WHAT IS BEING ASKED:
Rename "innermost point" to "central point" throughout the material, and reproduce every line with no other changes.

[Data records]
┏━━

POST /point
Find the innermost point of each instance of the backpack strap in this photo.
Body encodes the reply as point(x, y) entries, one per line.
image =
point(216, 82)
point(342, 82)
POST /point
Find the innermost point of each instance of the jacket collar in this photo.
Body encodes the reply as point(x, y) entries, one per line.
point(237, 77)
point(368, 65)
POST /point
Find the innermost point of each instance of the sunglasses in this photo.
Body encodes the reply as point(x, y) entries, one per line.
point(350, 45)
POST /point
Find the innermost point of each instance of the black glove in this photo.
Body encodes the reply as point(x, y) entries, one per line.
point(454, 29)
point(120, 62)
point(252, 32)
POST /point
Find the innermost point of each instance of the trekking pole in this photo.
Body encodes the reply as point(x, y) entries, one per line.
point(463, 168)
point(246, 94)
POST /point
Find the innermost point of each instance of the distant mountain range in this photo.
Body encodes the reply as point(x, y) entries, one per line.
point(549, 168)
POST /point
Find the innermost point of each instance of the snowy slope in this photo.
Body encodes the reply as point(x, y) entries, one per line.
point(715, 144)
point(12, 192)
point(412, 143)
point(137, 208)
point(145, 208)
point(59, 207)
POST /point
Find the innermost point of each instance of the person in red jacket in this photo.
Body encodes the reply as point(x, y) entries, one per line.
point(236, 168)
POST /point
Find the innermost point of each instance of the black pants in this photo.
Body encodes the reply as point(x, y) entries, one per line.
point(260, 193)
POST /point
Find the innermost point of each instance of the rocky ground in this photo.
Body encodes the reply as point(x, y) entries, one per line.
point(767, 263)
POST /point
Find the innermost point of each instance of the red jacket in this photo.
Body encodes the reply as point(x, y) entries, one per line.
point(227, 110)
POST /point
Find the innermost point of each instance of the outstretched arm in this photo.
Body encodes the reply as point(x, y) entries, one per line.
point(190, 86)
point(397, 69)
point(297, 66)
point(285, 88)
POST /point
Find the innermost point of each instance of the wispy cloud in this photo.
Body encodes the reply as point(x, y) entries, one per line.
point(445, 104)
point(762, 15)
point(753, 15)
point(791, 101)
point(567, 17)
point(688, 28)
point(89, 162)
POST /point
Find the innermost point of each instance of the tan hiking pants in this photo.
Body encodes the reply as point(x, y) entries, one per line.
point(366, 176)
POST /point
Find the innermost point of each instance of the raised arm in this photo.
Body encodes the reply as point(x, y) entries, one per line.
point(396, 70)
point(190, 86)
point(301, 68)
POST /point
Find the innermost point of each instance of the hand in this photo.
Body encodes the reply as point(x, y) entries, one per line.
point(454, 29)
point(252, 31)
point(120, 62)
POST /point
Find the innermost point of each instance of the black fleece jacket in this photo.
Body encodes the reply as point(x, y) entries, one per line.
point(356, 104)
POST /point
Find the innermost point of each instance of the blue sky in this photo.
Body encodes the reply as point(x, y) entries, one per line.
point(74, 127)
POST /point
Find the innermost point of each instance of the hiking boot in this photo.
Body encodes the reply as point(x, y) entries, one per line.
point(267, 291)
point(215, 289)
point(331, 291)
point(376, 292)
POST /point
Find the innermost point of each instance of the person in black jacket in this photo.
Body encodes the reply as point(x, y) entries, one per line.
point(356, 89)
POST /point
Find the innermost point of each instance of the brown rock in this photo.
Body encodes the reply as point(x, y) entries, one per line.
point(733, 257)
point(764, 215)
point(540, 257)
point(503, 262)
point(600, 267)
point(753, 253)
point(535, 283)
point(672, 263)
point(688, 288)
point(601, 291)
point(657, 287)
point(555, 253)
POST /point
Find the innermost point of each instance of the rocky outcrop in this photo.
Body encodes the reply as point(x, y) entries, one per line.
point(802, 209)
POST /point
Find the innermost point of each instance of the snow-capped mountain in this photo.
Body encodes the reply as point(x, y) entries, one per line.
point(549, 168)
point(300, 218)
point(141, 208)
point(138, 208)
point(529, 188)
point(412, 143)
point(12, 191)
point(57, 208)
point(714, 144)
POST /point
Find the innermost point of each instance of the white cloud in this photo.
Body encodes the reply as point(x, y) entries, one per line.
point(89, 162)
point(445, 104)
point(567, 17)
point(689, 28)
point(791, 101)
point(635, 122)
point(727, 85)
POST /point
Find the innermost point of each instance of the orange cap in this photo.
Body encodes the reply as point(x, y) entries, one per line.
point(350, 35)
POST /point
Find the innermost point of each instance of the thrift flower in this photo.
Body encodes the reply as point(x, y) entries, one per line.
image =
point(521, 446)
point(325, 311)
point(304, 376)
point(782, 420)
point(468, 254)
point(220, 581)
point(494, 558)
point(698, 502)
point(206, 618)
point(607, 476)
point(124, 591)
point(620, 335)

┗━━

SOLUTION TO THIS EXERCISE:
POST /point
Find the central point of each instance of the backpack strap in this photo.
Body encodes the reply as point(x, y) entries, one per line.
image =
point(216, 82)
point(342, 82)
POST /point
Find the central point of each instance of the jacket collar in this photo.
Body encodes the reply as point(x, y) entries, one per line.
point(237, 77)
point(368, 65)
POST /point
Find the central point of each instance of the sunglasses in this photo.
Body encodes the reply as point(x, y) entries, one per line.
point(350, 45)
POST /point
Find the central point of each instance of the black glove in this photo.
Body encodes the reply as point(x, y) entries, one per line.
point(454, 29)
point(120, 62)
point(252, 32)
POST /point
Find the central point of each instance of the trekking pole in this photo.
Body encodes the reply as point(x, y) entries, one per line.
point(463, 168)
point(246, 94)
POST /point
Find the central point of each instance of the distant mountain range in this photo.
Body encodes the reply as point(x, y) entries, one per line.
point(549, 168)
POST /point
Find the central point of each instance of the snowy slope in this photo.
Body encodes the reply as point(x, y) entries, one per line.
point(715, 144)
point(12, 192)
point(412, 143)
point(137, 208)
point(145, 208)
point(59, 207)
POST /point
Find the central point of each instance of the person in red jacket in this photo.
Body encodes the reply as point(x, y) entries, one per line.
point(236, 168)
POST /point
Find the central point of each instance of the black pants in this photo.
Body encodes the reply as point(x, y) entries, one per line.
point(260, 193)
POST /point
Find the central point of each instance of the rocky ground in this photo.
Body encodes the reply as point(x, y) entries, one per line.
point(767, 263)
POST /point
Find the central point of each instance of the red jacket in this photo.
Body encodes the reply as point(x, y) entries, one per line.
point(227, 110)
POST /point
Find the central point of each instance of the outstretched arm in this photo.
Body encodes the reply as point(x, y) entries, one per line.
point(190, 86)
point(397, 69)
point(297, 66)
point(285, 88)
POST /point
Find the central point of each instance of the wispy cloud in this photo.
Body encodes the reply as point(x, y) entries, one per line.
point(445, 104)
point(762, 15)
point(753, 15)
point(791, 101)
point(567, 17)
point(688, 28)
point(89, 162)
POST /point
Find the central point of each instance of the tan hiking pants in this photo.
Body encodes the reply as point(x, y) entries, one per line.
point(366, 176)
POST /point
Find the central point of each instance of the raised arm in this photo.
Body encodes the reply as point(x, y) entries, one per line.
point(396, 70)
point(190, 86)
point(301, 68)
POST /point
Find the central point of each instance of the hand in this photo.
Body encodes the reply as point(x, y) entries, one per line.
point(454, 29)
point(252, 31)
point(120, 62)
POST /point
Find the central point of each instance of the black fleece jacket in this photo.
Body encodes the reply as point(x, y) entries, one per line.
point(356, 104)
POST /point
Find the central point of each instance of the blue sky in this photo.
Body encodes the reply as point(x, y) entries, one per line.
point(74, 127)
POST /point
Find the central point of each instance of the hiking boot in this photo.
Body encodes the reply as point(x, y) entries, one per line.
point(267, 291)
point(215, 289)
point(331, 291)
point(376, 292)
POST /point
Find the central point of each instance of the person in black jacket in this photo.
Body encodes the reply as point(x, y) entries, one per line.
point(356, 89)
POST /point
Find the central point of each instance of the brown rock in this photo.
Body encodes the reply as point(x, y) entries, one per line.
point(733, 257)
point(764, 215)
point(540, 257)
point(503, 262)
point(600, 267)
point(753, 253)
point(535, 283)
point(672, 263)
point(688, 288)
point(601, 291)
point(657, 287)
point(555, 253)
POST /point
Find the central point of each instance of the rocky outcrop in this photo.
Body encodes the reply as point(x, y) entries, one per line.
point(802, 209)
POST /point
Find the central point of each instance of the snow-capped mountain in this photo.
Body encodes the reply as point(x, y) entries, one per line.
point(549, 168)
point(300, 218)
point(141, 208)
point(138, 208)
point(529, 188)
point(412, 143)
point(12, 191)
point(57, 208)
point(714, 144)
POST /point
Find the central point of each instance of the white cloud in this photo.
Body encodes the reply as point(x, y) entries, one per line.
point(89, 162)
point(445, 104)
point(567, 17)
point(689, 28)
point(791, 101)
point(635, 122)
point(727, 85)
POST /point
Find the central point of each instance of the orange cap in this photo.
Body encodes the reply as point(x, y) entries, one per line.
point(350, 35)
POST /point
Find the central point of each instance of the thrift flower in this photo.
Body encodes the reply as point(x, y) entries, one per line.
image =
point(521, 446)
point(325, 311)
point(304, 376)
point(782, 420)
point(468, 254)
point(220, 581)
point(494, 558)
point(698, 502)
point(206, 618)
point(607, 476)
point(124, 591)
point(620, 335)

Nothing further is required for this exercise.